## Problem to solve
How many lines in the data below contain the word "background"? Give only the number.

Pointing and labeling entries
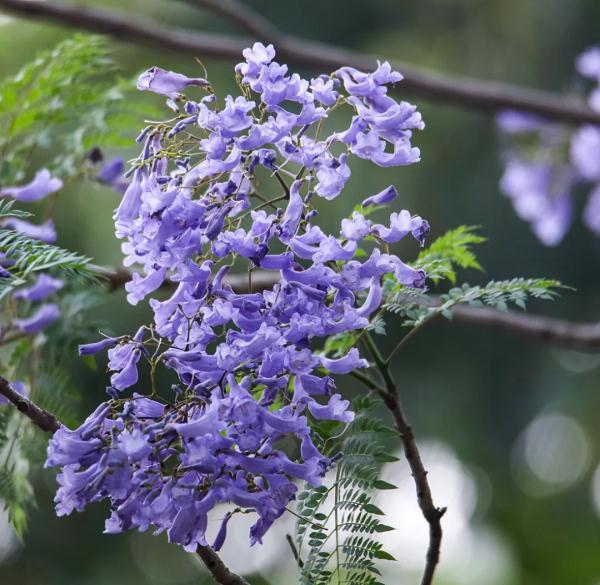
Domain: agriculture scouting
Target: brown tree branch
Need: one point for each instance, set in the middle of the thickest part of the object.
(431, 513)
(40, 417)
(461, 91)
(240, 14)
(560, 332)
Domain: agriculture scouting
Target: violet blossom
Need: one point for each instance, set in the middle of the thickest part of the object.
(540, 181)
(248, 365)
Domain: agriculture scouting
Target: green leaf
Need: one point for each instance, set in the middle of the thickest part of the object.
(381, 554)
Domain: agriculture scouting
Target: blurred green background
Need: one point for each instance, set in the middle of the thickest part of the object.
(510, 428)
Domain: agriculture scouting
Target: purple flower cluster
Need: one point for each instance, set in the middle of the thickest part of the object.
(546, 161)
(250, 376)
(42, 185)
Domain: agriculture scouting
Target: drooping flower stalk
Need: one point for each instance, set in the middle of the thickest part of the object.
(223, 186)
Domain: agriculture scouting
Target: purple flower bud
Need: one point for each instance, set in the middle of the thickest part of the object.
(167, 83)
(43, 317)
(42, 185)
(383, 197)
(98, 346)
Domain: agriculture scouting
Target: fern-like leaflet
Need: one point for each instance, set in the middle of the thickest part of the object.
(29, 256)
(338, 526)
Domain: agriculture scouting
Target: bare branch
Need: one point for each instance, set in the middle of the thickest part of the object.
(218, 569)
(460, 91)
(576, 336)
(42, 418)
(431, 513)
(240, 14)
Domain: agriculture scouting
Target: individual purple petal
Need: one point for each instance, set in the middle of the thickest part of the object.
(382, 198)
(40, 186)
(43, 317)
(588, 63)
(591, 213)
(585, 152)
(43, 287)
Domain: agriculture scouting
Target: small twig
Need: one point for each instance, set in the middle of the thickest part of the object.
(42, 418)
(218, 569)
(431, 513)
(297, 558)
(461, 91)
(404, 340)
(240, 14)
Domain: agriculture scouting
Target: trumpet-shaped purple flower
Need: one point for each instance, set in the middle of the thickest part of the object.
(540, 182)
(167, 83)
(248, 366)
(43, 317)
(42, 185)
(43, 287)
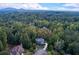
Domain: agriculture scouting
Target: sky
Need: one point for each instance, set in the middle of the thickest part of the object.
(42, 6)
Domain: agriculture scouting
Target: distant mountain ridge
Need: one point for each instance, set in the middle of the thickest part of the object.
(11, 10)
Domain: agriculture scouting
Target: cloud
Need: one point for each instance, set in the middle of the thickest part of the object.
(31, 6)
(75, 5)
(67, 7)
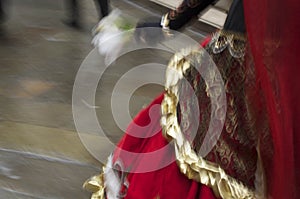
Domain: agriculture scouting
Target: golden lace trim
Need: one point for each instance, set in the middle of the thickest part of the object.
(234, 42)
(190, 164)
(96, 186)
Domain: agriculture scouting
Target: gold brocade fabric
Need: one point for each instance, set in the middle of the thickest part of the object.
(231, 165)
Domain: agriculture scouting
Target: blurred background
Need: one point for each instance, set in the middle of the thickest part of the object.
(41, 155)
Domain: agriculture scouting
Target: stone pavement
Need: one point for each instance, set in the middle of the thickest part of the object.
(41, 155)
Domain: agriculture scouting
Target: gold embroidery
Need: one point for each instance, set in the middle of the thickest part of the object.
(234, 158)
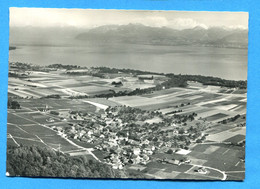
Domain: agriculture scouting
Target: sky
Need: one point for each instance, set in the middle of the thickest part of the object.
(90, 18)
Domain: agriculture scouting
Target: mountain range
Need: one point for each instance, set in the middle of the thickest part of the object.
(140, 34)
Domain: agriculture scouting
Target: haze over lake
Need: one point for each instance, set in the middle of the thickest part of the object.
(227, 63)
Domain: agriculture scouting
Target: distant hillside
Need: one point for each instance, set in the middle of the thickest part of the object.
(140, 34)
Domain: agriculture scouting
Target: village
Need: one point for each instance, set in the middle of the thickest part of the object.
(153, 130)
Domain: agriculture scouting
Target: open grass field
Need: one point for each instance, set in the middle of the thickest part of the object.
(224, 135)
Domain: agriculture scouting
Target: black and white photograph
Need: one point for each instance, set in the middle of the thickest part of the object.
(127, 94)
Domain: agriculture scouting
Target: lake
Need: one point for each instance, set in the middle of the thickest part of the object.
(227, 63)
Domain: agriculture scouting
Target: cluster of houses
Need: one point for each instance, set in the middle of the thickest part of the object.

## Response to this task
2